[Saved data entries]
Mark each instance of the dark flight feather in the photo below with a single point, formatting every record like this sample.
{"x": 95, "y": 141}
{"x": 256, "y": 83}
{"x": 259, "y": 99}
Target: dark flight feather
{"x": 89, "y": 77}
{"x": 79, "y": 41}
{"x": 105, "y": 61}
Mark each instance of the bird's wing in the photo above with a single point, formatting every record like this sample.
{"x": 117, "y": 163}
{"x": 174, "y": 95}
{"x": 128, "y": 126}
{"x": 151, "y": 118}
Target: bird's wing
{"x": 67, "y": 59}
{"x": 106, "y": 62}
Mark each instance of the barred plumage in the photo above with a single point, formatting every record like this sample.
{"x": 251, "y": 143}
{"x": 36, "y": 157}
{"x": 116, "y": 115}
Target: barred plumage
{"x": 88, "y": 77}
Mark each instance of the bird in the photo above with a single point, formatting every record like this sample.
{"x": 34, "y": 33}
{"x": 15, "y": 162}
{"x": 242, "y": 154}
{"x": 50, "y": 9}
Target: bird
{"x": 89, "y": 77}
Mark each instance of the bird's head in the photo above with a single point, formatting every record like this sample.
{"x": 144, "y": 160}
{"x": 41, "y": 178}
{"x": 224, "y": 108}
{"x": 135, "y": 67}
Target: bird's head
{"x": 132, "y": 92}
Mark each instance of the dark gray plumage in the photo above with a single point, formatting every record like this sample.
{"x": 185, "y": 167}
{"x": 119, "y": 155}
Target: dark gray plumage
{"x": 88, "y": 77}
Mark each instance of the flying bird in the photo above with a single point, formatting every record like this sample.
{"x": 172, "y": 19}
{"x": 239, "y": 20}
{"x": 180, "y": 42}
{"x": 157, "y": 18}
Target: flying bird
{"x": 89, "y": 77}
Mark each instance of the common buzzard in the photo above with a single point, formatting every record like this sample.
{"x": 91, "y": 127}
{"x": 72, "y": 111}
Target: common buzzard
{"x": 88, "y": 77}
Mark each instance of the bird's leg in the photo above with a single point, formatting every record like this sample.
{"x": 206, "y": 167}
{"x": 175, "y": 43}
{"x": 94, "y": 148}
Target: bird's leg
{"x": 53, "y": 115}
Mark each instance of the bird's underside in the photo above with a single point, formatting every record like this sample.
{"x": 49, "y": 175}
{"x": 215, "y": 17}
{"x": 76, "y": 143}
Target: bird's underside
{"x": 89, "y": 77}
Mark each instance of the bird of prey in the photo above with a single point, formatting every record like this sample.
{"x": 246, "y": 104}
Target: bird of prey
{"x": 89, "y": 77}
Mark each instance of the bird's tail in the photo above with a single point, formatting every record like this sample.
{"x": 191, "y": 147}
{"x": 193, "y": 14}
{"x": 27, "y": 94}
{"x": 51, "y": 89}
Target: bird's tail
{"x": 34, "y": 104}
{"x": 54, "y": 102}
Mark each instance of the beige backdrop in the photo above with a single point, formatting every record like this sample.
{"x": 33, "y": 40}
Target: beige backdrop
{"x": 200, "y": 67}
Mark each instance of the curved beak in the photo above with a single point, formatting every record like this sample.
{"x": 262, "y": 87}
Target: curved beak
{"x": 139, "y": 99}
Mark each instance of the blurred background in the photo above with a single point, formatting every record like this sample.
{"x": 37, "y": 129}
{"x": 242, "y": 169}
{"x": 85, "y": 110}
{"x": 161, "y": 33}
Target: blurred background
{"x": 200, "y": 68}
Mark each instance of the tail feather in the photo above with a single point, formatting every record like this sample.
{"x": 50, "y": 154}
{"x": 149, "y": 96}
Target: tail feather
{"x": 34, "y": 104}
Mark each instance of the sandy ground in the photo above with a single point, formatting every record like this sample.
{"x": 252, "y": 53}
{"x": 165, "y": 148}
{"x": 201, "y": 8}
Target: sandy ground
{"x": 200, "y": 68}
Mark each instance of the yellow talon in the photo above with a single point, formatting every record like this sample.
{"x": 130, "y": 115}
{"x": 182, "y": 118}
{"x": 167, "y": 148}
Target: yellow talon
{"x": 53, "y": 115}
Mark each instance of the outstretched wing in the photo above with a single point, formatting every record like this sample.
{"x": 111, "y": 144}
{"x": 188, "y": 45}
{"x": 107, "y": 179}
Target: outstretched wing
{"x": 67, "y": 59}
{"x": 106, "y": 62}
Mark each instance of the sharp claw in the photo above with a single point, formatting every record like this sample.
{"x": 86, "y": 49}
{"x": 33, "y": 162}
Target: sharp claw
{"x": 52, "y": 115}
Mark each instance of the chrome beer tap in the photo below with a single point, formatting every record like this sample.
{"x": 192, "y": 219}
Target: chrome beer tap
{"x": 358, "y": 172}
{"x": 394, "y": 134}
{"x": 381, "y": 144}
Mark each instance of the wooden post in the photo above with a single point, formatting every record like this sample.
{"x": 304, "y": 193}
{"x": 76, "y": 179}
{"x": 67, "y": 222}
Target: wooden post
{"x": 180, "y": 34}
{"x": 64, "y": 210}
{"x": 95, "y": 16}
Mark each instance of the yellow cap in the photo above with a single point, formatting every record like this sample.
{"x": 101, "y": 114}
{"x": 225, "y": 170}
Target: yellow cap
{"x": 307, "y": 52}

Written request => Retype the material in full, character for character.

Final result =>
Mark each instance of the dark flight feather in the photo below with a single point, formatting every record like this sample.
{"x": 95, "y": 141}
{"x": 256, "y": 83}
{"x": 259, "y": 99}
Target: dark flight feather
{"x": 89, "y": 77}
{"x": 79, "y": 41}
{"x": 105, "y": 61}
Mark each instance of the bird's wing in the photo above with a single point, formatting every record like this sample.
{"x": 117, "y": 163}
{"x": 174, "y": 95}
{"x": 128, "y": 126}
{"x": 151, "y": 118}
Target: bird's wing
{"x": 67, "y": 59}
{"x": 106, "y": 62}
Mark each instance of the barred plumage in the photo above with a single point, formatting every record like this sample.
{"x": 251, "y": 143}
{"x": 36, "y": 157}
{"x": 116, "y": 115}
Target: barred plumage
{"x": 88, "y": 77}
Mark each instance of the bird in the photo above with a single point, formatting every record like this sample.
{"x": 34, "y": 33}
{"x": 15, "y": 162}
{"x": 242, "y": 154}
{"x": 50, "y": 9}
Target: bird
{"x": 89, "y": 77}
Mark each instance of the bird's head in the photo above with a single point, formatting every record like this sample.
{"x": 144, "y": 160}
{"x": 41, "y": 178}
{"x": 224, "y": 108}
{"x": 135, "y": 67}
Target: bird's head
{"x": 132, "y": 92}
Mark each instance of the dark gray plumage in the photo above with a single point, formatting every record like this sample.
{"x": 185, "y": 167}
{"x": 119, "y": 155}
Target: dark gray plumage
{"x": 88, "y": 77}
Mark each instance of the flying bird in the photo above with a single point, formatting every record like this sample.
{"x": 172, "y": 19}
{"x": 239, "y": 20}
{"x": 180, "y": 42}
{"x": 157, "y": 18}
Target: flying bird
{"x": 89, "y": 77}
Mark each instance of the common buzzard in the photo above with a single point, formatting every record like this sample.
{"x": 91, "y": 127}
{"x": 72, "y": 111}
Target: common buzzard
{"x": 88, "y": 77}
Mark each instance of the bird's leg in the photo above with a single point, formatting every record like this sample.
{"x": 206, "y": 167}
{"x": 175, "y": 43}
{"x": 94, "y": 148}
Target: bird's leg
{"x": 53, "y": 115}
Mark each instance of the bird's underside in the photo above with a single point, formatting every record like this sample.
{"x": 49, "y": 175}
{"x": 215, "y": 17}
{"x": 76, "y": 143}
Target: bird's underside
{"x": 89, "y": 77}
Mark each instance of the bird of prey in the photo above with a single point, formatting every record like this sample.
{"x": 246, "y": 104}
Target: bird of prey
{"x": 89, "y": 77}
Mark each instance of the bird's tail in the photo above with a single point, formatting every record like this sample.
{"x": 191, "y": 147}
{"x": 193, "y": 14}
{"x": 27, "y": 94}
{"x": 51, "y": 89}
Target: bird's tail
{"x": 34, "y": 104}
{"x": 54, "y": 102}
Mark each instance of the beige backdrop in the photo above with a single point, formatting every record like this sample.
{"x": 33, "y": 40}
Target: beige backdrop
{"x": 200, "y": 67}
Mark each instance of the curved beak in the photo above with a single point, formatting every record like this sample.
{"x": 262, "y": 87}
Target: curved beak
{"x": 139, "y": 99}
Mark each instance of the blurred background in the photo above with a single point, formatting every record like this sample.
{"x": 37, "y": 129}
{"x": 242, "y": 169}
{"x": 85, "y": 110}
{"x": 161, "y": 33}
Target: blurred background
{"x": 200, "y": 68}
Mark each instance of the tail feather in the photo above with a single point, formatting every record like this sample.
{"x": 50, "y": 154}
{"x": 149, "y": 96}
Target: tail feather
{"x": 34, "y": 104}
Mark each instance of the sandy ground in the photo above with a single point, formatting every record like this sample.
{"x": 252, "y": 53}
{"x": 165, "y": 148}
{"x": 201, "y": 8}
Target: sandy ground
{"x": 200, "y": 68}
Mark each instance of the yellow talon in the photo above with a single point, formatting every record like this sample.
{"x": 130, "y": 115}
{"x": 182, "y": 118}
{"x": 167, "y": 148}
Target: yellow talon
{"x": 53, "y": 115}
Mark each instance of the outstretched wing in the photo above with a single point, formatting every record like this sample.
{"x": 111, "y": 144}
{"x": 188, "y": 45}
{"x": 107, "y": 179}
Target: outstretched wing
{"x": 67, "y": 59}
{"x": 106, "y": 62}
Mark each instance of the sharp claw in the photo above with a single point, formatting every record like this sample.
{"x": 86, "y": 49}
{"x": 33, "y": 162}
Target: sharp claw
{"x": 52, "y": 115}
Mark each instance of the chrome beer tap in the photo below with a single point, formatting every record like this sample.
{"x": 192, "y": 219}
Target: chrome beer tap
{"x": 358, "y": 172}
{"x": 394, "y": 134}
{"x": 381, "y": 144}
Mark each instance of the wooden post in the photo above with a single point, formatting every record like this sample.
{"x": 304, "y": 193}
{"x": 76, "y": 179}
{"x": 67, "y": 222}
Target: wooden post
{"x": 180, "y": 34}
{"x": 64, "y": 210}
{"x": 95, "y": 16}
Mark each instance of the yellow cap in the photo above with a single point, formatting every record like this sample.
{"x": 101, "y": 114}
{"x": 225, "y": 170}
Target: yellow cap
{"x": 307, "y": 52}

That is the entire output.